-- ACTIONS TO TAKE --
[1] In the firecracker task driver text below, list every "type" value given in the "plugins" array of the network configuration for exposing port 27960.
[2] Write the next part of the firecracker task driver text, starting right after its last line.

-- TEXT PROVIDED --
········

Note: The last version of firecracker that works with this nomad plugin is : 0.25.2, more work is needed to make it work with latest releases.

Installation

Install(and compile) the firecracker-task-driver binary and put it in plugin_dir and then add a plugin "firecracker-task-driver" {} line in your nomad config file.

go get github.com/cneira/firecracker-task-driver
cp $GOPATH/bin/firecracker-task-driver YOURPLUGINDIR

Then in your nomad config file, set

plugin "firecracker-task-driver" {}

In developer/test mode(nomad agent -dev) , plugin_dir is unset it seems, so you will need to mkdir plugins and then copy the firecracker-task-driver binary to plugins and add a plugins_dir = "path/to/plugins" to the above config file. then you can run it like:

nomad agent -dev -config nomad.config

For more details see the nomad docs.

Container network configuration

{
  "name": "default",
  "cniVersion": "0.4.0",
  "plugins": [
    {
      "type": "ptp",
      "ipMasq": true,
      "ipam": {
        "type": "host-local",
        "subnet": "192.168.127.0/24",
        "resolvConf": "/etc/resolv.conf"
      }
    },
    {
      "type": "firewall"
    },
    {
      "type": "tc-redirect-tap"
    }
  ]
}

Example : exposing port 27960 on micro-vm

{
        "name": "microvms2",
                "cniVersion": "0.4.0",
                "plugins": [

                {
                        "type": "ptp",
                        "ipMasq": true,
                        "ipam": {
                                "type": "host-local",
                                "subnet": "192.168.127.0/24",
                                "resolvConf": "/etc/resolv.conf"
                        }
                },
                {
                        "type": "firewall"
                },
                {
                        "type": "portmap",
                        "capabilities": {"portMappings": true},
                        "runTimeConfig":  { 
                                "portMappings":
                                        [ { "hostPort": 27960, "containerPort": 27960, "protocol": "udp" }
                                        ] }
                },
                {
                        "type": "tc-redirect-tap"
                }

        ]
}

In this example with outside world connectivity for your vms. The name of this network is default and this name is the parameter used in Network on the task driver job spec. Also the filename must match the name of the network, and the suffix .conflist.

Creating a rootfs and kernel image for firecracker

We need to an ext4 root filesystem to use as disk and an uncompressed vmlinux image, the process on how to generate them is described here.

Using ZFS zvols to create a rootfs for microvms

Leveraging ZFS zvols to expose rootfs to firecracker is really simple, and zfs has a lot of benefits.

First download a template image, for example from OpenVZCentos7

Now create a ZVOL to host this tarball

$ zfs create -V 1G  zpool/centos7vm 
$ mkfs.ext4  /dev/zvol/zpool/centos7vm
$ mount -t ext4  /dev/zvol/zpool/centos7vm /mnt
$ tar xfvz centos-7-x86_64-minimal.tar.gz -C /mnt
$ zfs snapshot zpool/centos7vm@final 

Now just use your new zvol as your BootDisk For example:

job "example3" {
  datacenters = ["dc1"]
  type        = "service"

········

-- DATA SHOWN --
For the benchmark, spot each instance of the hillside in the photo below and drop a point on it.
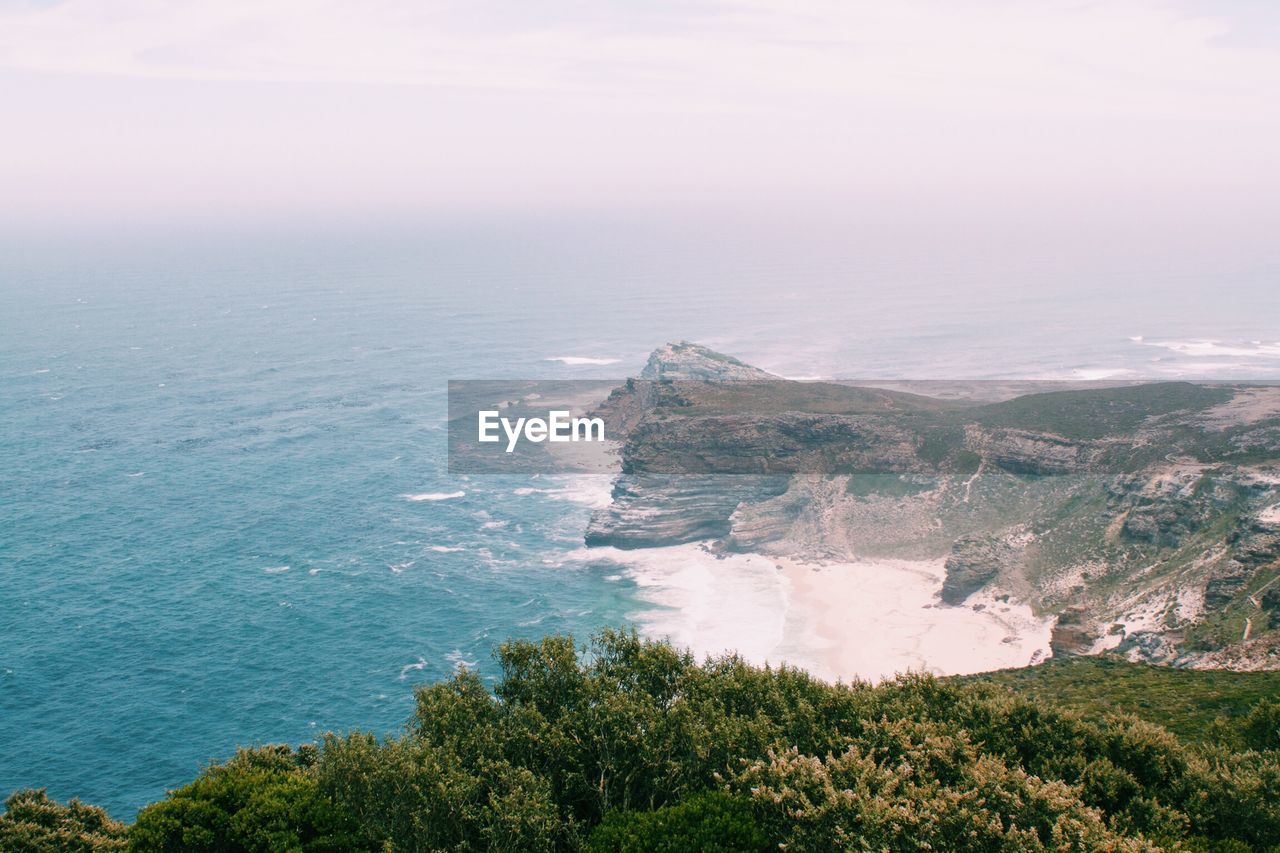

········

-- TASK ANSWERS --
[1] ptp, firewall, portmap, tc-redirect-tap

[2]
  group "test" {
    restart {
      attempts = 0
      mode     = "fail"
    }
    task "test01" {
     driver = "firecracker-task-driver"
      config {
       Vcpus = 1 
       Mem = 128
       KernelImage= "/home/cneira/kernel-images/vmlinux.bin"
       BootDisk = "/dev/zvol/vms/centos7vm"
       Network = "default"
      }
    }
  }
}

Firecracker task driver options


KernelImage (not required, default: vmlinux )

  • kernel image to be used on the micro-vm, if this option is omitted it expects a vmlinux file in the allocation dir.

BootOptions (not required, default: "ro console=ttyS0 reboot=k panic=1 pci=off nomodules")

  • Kernel command line.

BootDisk (not required, default: rootfs.ext4)

  • ext4 rootfs to use, if this is omitted it expects a rootfs called rootfs.ext4 in the allocation dir.

Disks (not required)

  • Additional disks to add to the micro-vm, must use the suffix :ro or :rw, can be specified multiple times.

Network (not required)

  • Network name if using CNI

Vcpus (not required, default: 1)

  • Number of cpus to assign to micro-vm.

Cputype (not required)

  • The CPU Template defines a set of flags to be disabled from the microvm so that the features exposed to the guest are the same as in the selected instance type. templates available are C3 or T2.

Mem (not required, default: 512)

  • Amount of memory in Megabytes to assign to micro-vm.

Firecracker (not required, default: "/usr/bin/firecracker")

  • Location of the firecracker binary, the option could be omitted if the environment variable FIRECRACKER_BIN is set.

Log (not required)

  • Where to write logs from micro-vm.

DisableHt (not required, default: false)

  • Disable CPU Hyperthreading.

When the microvm starts a file will be created in /tmp/ with the following name -, for example : /tmp/test01-785f9472-52a7-3dbf-8305-d482b1f7dc6f will contain the following info :

{
 "AllocId": "590983f4-499a-380f-420e-e5be4d5f46d9",
 "Ip": "192.168.127.62/24",
 "Serial": "/dev/pts/3",
 "Pid": "237216",
 "Vnic": "veth05fb4547vm"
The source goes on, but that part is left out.